Copy out the listing verbatim from its first line through the line that contains "0H0V417L69 407L73 270L137", including both of those lines.

*** Opening of Study material ***

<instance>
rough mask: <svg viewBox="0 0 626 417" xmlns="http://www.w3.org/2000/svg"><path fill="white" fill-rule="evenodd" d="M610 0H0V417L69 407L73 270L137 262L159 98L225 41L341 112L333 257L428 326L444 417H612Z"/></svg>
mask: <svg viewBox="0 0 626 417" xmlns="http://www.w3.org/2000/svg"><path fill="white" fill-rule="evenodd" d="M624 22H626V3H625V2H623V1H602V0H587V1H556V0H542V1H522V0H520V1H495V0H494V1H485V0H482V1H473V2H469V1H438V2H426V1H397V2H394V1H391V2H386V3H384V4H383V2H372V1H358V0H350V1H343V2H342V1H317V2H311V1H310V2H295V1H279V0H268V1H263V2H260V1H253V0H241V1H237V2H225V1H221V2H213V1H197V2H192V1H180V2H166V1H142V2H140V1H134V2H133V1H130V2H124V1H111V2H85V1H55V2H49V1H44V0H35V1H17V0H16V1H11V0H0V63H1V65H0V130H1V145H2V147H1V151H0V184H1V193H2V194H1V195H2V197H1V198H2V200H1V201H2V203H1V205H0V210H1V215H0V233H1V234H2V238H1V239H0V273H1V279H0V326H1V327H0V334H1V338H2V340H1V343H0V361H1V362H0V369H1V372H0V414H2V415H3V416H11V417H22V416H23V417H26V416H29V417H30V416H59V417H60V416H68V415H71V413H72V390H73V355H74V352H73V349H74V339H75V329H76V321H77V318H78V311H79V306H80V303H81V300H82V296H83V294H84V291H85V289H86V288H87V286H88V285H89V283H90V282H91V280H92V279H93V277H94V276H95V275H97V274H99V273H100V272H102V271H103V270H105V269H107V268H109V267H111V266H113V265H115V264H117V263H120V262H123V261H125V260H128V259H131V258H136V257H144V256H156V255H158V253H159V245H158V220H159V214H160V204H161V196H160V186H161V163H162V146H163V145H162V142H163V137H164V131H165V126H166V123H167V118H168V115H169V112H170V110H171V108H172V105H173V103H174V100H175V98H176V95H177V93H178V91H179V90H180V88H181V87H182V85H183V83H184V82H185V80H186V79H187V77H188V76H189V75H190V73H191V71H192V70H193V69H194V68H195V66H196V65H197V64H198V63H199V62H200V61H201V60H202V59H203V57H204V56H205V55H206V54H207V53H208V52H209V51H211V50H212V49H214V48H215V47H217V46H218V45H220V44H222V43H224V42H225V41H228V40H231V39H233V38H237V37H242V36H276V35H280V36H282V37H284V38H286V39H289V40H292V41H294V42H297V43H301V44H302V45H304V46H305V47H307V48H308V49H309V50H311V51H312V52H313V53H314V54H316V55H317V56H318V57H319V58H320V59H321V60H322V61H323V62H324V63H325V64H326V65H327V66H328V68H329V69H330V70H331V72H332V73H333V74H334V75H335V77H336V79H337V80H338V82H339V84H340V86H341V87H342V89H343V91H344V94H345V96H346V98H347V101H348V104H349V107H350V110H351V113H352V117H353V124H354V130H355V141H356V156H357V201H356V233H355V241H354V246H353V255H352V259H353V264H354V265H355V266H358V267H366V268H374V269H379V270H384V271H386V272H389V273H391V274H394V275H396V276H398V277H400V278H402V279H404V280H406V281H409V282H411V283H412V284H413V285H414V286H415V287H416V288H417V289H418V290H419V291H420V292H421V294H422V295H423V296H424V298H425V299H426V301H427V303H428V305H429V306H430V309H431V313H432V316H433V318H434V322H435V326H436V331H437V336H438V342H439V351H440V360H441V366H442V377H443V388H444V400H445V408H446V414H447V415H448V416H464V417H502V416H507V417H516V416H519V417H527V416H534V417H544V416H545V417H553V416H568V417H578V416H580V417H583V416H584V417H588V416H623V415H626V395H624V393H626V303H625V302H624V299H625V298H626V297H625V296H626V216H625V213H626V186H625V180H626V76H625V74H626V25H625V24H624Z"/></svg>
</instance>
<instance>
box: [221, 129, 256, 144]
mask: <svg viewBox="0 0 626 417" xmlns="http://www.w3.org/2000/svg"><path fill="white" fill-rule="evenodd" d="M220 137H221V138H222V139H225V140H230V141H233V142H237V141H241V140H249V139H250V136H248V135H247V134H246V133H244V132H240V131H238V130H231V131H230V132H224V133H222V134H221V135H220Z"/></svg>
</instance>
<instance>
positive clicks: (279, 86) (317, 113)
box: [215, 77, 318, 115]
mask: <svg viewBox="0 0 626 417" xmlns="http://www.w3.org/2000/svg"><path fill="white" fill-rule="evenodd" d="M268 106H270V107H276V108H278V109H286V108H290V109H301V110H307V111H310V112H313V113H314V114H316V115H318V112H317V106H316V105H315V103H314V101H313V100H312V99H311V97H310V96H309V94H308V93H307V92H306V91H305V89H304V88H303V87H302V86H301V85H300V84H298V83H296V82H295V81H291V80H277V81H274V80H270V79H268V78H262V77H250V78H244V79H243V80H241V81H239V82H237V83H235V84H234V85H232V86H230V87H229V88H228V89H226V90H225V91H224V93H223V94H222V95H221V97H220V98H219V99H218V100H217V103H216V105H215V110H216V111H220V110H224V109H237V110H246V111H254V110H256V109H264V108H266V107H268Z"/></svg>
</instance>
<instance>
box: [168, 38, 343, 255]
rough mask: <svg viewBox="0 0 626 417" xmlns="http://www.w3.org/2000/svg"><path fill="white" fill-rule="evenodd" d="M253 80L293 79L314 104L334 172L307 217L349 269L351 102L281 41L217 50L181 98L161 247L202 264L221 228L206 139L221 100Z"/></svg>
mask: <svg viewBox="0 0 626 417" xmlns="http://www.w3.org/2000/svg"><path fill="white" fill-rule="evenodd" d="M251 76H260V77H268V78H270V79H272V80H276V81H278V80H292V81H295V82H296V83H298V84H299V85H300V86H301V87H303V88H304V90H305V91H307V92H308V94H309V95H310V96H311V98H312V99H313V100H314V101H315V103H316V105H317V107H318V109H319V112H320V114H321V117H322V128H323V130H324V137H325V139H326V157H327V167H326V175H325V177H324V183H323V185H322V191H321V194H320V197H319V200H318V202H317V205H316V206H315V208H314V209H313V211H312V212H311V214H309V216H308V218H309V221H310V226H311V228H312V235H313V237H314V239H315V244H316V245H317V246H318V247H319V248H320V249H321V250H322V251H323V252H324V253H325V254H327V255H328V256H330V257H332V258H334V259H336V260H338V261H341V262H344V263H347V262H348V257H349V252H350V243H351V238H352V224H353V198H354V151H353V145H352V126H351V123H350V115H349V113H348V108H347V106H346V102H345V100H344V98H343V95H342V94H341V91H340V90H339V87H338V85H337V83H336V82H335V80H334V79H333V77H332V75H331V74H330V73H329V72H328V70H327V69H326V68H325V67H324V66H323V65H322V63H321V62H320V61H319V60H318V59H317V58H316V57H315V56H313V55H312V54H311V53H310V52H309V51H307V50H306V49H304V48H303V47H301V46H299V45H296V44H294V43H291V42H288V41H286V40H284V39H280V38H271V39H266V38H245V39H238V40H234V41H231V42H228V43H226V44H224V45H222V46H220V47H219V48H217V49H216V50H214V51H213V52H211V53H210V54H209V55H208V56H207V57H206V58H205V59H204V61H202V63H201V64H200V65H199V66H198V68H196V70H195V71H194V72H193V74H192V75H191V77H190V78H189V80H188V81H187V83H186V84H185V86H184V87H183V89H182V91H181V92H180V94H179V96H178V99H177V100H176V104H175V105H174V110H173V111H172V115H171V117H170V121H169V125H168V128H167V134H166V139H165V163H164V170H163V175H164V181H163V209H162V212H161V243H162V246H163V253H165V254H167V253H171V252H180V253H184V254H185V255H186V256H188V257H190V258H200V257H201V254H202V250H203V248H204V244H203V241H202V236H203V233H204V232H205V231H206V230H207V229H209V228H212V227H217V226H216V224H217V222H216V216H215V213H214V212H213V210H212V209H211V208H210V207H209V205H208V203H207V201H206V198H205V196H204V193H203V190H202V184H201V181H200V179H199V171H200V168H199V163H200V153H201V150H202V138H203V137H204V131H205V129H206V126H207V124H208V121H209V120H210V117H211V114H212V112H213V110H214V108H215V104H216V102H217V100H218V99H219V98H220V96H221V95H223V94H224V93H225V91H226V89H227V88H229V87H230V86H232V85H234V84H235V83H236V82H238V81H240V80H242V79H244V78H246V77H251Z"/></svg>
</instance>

*** Close of Study material ***

### Answer box
<instance>
rough mask: <svg viewBox="0 0 626 417" xmlns="http://www.w3.org/2000/svg"><path fill="white" fill-rule="evenodd" d="M610 0H0V417L69 407L73 270L137 262L159 98L225 41L341 112L333 257L428 326L444 417H612Z"/></svg>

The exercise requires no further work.